%%
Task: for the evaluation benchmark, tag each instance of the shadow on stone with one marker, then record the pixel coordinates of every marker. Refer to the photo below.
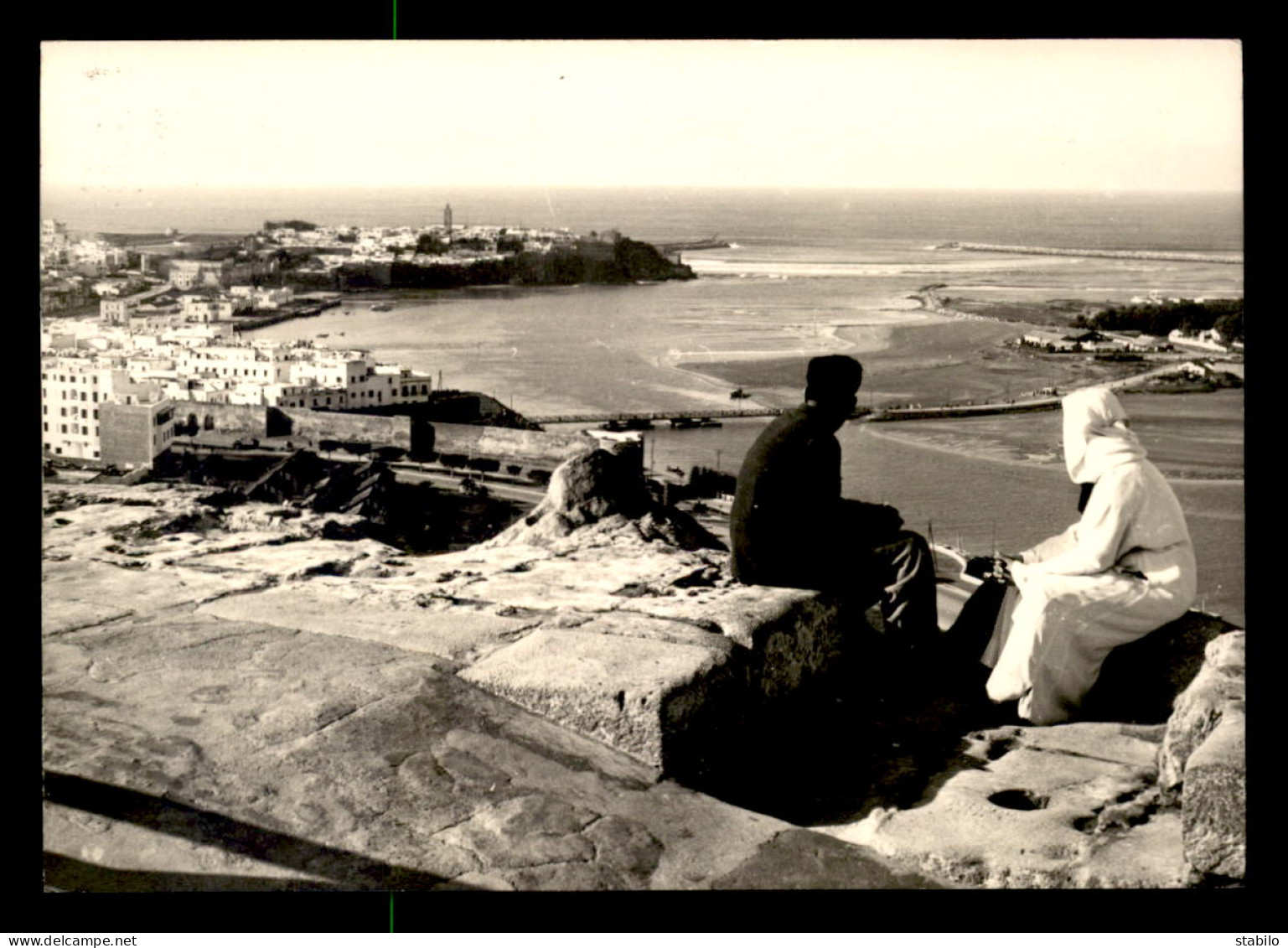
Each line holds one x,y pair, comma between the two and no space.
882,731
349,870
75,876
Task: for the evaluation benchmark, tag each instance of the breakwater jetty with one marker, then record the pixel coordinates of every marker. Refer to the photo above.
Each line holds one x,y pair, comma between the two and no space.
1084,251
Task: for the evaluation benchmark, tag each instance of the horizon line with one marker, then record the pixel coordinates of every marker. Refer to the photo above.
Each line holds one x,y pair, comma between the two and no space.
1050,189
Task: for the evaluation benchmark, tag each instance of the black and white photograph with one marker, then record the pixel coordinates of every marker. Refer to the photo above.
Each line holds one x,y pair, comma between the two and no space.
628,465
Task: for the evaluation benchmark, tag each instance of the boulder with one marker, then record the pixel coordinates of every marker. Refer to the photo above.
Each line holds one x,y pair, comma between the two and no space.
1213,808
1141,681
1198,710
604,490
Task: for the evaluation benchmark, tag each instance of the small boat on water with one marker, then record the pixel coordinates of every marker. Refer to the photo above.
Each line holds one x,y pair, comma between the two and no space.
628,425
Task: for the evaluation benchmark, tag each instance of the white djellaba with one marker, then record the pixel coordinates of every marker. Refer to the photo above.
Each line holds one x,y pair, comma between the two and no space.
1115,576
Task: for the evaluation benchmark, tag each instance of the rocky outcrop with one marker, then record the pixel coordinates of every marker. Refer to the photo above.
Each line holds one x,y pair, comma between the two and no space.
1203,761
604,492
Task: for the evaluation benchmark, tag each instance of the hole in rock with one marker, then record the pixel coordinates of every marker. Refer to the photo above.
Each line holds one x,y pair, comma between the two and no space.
%%
Revise everything from the line containing "of the hole" down to the end of the records, replacing "pixel coordinates" with "image coordinates" and leaving all else unchanged. Return only those lines.

# WRITTEN REPLY:
Task: for the evaluation benchmark, tag each instance of the hole in rock with one marker, then record the image coordinates of every marker. Refer to the photo above.
Each line holds one x,y pair, comma between the two and no space.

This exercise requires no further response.